# What the exercise asks:
Print the lines of the records below verbatim, starting with the line that contains "the bus rear" and going on through the line that contains "x=138 y=161".

# Supplied material:

- - - -

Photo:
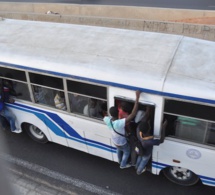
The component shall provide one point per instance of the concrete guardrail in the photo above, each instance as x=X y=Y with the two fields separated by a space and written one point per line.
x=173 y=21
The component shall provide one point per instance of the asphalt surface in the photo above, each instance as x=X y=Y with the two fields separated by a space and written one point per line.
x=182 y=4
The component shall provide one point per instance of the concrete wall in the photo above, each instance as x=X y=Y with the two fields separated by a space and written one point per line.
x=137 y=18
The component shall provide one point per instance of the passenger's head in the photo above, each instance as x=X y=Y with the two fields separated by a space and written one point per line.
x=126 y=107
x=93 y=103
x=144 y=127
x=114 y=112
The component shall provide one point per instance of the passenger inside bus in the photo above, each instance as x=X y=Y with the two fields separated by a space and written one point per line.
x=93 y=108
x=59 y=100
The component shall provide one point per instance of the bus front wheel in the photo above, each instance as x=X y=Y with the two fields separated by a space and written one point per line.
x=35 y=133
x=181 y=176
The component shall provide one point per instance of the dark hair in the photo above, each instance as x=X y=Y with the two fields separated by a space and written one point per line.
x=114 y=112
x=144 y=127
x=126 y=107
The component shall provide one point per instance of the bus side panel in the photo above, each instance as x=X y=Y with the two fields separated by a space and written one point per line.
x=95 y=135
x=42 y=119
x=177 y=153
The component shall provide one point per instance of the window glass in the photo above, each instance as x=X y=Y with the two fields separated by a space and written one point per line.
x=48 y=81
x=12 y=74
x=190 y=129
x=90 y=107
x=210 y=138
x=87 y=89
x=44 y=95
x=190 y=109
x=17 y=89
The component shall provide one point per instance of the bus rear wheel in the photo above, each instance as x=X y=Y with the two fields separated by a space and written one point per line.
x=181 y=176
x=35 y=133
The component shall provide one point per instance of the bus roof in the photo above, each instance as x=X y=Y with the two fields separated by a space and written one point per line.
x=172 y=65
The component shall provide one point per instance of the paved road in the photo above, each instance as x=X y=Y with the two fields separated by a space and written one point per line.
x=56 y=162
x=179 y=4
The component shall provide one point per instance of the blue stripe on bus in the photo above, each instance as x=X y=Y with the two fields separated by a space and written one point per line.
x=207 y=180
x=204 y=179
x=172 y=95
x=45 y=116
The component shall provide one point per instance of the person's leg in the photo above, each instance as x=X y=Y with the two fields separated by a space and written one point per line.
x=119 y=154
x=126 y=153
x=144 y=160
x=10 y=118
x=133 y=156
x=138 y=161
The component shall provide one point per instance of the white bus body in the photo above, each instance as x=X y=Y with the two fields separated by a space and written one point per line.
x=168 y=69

- - - -

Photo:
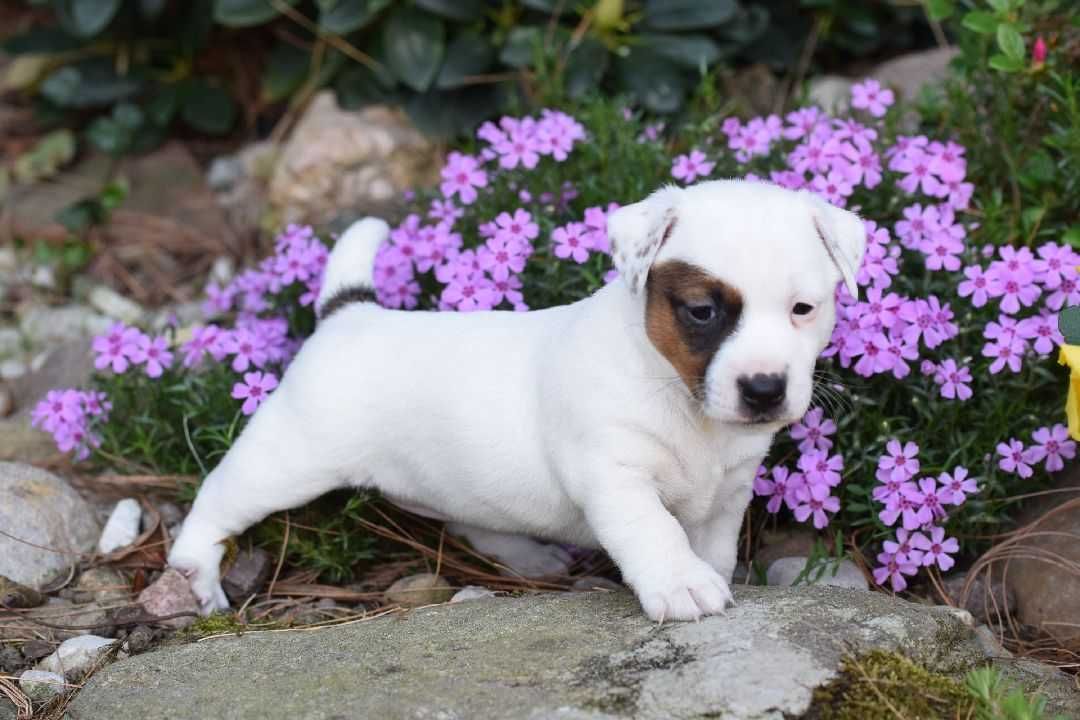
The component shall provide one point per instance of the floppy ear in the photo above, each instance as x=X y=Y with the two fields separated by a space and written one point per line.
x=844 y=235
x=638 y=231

- - - -

# Complete output:
The component shall provide one point per instance of the bus rear wheel in the photo above, each instance as x=X y=Y with the two fields separated by a space and written one point per line.
x=181 y=176
x=35 y=133
The component shall provide one point per instance of the bus roof in the photo above, each instance as x=X y=Y with the two fields separated by a space and written one point per line.
x=172 y=65
The component shall provide one point per instance of the paved road in the photo above, each instance as x=X y=Y with the two fields separated by a space and written one point per line.
x=56 y=162
x=179 y=4
The component shall provide one point per instance of the blue stripe on bus in the photo above, each instance as x=X y=Y with the two fields separated by a space and written one point per line.
x=207 y=180
x=204 y=179
x=172 y=95
x=45 y=116
The component shall provide one point per instance of the person's leg in the photo above, each instance as x=X y=Y with the two fields separated by a space and written one point per line.
x=119 y=154
x=126 y=153
x=144 y=160
x=10 y=118
x=133 y=156
x=138 y=161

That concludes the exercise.